*What is being asked*
Copy out, exactly as given, every line from the line with "Objective — a point for each instance of the paving" to the end of the listing, both of those lines included.

Entries from a dataset
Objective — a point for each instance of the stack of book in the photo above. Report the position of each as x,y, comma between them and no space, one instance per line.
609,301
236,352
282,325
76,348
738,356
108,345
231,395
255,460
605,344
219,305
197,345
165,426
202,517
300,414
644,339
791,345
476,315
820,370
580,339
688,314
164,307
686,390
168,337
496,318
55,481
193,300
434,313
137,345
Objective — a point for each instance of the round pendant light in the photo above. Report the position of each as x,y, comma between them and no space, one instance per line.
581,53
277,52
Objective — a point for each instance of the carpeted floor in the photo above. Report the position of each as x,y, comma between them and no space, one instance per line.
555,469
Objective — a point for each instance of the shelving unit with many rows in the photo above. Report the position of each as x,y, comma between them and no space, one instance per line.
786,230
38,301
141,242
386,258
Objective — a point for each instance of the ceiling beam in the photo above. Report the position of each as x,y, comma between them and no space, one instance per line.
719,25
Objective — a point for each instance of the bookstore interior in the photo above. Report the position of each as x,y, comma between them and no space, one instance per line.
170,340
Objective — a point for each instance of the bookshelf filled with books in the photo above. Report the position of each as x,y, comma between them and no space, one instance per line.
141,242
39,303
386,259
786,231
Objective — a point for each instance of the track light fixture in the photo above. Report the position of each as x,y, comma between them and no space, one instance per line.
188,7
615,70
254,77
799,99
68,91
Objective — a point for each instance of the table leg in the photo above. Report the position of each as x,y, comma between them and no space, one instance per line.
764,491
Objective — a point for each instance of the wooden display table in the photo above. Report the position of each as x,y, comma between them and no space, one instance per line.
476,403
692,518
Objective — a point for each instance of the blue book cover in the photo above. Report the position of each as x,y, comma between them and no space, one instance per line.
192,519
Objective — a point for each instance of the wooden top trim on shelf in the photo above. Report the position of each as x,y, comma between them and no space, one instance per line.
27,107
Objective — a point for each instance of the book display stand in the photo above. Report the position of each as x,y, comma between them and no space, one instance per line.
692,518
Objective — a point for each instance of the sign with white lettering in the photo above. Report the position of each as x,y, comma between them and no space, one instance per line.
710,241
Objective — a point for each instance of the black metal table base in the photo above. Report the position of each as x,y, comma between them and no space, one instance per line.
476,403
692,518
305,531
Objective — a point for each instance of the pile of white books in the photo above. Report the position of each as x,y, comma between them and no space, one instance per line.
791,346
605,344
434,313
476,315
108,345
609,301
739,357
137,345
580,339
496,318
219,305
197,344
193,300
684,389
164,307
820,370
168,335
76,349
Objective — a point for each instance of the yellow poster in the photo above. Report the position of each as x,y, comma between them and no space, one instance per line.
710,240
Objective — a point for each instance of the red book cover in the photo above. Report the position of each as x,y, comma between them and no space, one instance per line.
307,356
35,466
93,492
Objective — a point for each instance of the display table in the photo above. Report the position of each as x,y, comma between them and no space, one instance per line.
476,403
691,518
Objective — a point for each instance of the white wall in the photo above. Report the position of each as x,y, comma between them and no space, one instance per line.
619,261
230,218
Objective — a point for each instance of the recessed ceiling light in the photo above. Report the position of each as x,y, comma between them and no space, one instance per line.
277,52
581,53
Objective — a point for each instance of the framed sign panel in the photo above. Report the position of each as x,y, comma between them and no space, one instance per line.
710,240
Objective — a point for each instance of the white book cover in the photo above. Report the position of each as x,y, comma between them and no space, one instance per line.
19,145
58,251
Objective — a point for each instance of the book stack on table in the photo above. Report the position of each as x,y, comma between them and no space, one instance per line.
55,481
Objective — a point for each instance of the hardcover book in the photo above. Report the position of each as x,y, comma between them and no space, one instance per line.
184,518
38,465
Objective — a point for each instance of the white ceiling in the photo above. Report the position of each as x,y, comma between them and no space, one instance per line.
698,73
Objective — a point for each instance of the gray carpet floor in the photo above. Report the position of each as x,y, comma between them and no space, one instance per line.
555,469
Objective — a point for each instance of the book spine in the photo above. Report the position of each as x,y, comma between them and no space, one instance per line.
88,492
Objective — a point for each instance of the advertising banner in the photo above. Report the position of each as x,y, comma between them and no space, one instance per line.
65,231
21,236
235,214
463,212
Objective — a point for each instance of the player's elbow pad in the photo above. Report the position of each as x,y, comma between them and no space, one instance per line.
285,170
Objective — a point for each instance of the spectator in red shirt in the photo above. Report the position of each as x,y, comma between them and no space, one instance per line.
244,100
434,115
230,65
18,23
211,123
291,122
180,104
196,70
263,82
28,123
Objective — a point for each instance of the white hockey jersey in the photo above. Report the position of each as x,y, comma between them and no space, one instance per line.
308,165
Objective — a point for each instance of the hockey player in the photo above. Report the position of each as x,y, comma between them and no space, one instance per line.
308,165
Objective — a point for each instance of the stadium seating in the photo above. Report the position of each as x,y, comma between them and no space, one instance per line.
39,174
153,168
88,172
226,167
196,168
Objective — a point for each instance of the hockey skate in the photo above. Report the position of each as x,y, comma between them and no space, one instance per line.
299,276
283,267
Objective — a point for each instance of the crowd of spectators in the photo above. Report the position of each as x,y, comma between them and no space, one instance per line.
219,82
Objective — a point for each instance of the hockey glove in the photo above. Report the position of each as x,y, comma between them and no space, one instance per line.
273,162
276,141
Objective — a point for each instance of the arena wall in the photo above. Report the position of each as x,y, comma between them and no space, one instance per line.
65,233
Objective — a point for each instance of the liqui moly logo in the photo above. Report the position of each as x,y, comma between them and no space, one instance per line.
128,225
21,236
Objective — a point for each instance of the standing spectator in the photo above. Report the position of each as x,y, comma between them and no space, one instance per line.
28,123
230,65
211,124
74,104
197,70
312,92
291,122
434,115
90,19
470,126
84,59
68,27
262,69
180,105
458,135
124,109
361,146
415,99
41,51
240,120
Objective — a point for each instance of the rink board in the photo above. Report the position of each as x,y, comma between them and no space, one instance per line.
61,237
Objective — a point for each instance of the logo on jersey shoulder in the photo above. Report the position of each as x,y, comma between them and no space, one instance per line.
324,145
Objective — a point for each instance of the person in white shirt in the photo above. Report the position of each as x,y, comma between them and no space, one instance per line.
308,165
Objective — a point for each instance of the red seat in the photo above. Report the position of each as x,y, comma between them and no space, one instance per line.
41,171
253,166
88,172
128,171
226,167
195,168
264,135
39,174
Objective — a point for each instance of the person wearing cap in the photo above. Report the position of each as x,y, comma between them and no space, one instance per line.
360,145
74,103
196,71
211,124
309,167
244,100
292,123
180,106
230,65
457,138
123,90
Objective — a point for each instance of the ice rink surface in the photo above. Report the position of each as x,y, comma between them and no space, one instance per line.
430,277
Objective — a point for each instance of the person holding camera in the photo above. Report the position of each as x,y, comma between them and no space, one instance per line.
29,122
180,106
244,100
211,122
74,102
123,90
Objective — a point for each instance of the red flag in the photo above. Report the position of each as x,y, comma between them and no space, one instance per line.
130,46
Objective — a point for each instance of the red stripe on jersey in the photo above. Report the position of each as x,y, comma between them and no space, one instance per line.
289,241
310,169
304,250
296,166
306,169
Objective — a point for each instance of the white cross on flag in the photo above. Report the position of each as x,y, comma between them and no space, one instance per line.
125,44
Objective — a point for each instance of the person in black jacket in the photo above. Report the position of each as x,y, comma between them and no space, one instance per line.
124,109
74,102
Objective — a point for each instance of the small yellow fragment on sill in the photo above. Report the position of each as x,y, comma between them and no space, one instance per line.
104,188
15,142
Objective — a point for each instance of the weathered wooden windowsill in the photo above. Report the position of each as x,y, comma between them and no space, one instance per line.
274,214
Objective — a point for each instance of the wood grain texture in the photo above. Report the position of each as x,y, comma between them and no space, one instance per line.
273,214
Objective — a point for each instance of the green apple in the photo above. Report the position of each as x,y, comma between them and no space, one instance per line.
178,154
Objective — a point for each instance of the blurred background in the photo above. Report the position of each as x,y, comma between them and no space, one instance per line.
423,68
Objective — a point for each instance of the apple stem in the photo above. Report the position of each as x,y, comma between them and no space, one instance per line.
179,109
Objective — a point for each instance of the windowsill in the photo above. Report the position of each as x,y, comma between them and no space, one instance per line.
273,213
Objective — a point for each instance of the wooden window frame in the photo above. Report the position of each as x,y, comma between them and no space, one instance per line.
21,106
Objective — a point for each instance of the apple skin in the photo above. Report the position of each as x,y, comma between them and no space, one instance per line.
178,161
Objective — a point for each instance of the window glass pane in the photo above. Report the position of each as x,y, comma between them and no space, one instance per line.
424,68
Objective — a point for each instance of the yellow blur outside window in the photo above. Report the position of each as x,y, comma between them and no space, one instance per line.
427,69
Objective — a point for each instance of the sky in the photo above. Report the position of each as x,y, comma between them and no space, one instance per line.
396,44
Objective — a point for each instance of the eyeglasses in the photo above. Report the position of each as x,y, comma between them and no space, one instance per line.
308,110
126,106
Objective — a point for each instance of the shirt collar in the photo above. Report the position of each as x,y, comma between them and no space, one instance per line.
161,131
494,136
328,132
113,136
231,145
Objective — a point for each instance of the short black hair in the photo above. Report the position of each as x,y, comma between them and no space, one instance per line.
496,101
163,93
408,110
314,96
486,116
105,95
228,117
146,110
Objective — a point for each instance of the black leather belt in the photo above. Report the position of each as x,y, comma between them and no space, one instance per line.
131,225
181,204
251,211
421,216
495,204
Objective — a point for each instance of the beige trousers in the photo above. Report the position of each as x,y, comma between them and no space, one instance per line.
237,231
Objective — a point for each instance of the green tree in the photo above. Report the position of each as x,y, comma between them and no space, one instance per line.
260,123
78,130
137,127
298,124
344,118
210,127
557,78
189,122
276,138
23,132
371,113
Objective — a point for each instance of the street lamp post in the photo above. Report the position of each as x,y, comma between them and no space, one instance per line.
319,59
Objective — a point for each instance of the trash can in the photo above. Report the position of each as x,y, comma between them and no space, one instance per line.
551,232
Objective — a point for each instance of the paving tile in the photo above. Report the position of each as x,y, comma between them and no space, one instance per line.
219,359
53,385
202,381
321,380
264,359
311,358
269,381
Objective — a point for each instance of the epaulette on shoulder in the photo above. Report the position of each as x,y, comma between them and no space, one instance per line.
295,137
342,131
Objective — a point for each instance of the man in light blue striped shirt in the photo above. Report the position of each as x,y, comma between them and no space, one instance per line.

*Full answer*
Objective — a point for each instance of the paving tile in the photo above. Report the position of each as x,y, comma between them and no space, one instance per line.
219,359
53,385
202,381
321,380
264,359
311,358
269,381
Objective — a point for each instance of the epaulette on shoulder in the photo above. Report the position of each as x,y, comma between them and no space, one instance per line.
295,137
342,131
Objective — a point for each instance of the man in light blue striped shirt in the photo above. Report the position of each as x,y, comma between them and no space, one instance per line.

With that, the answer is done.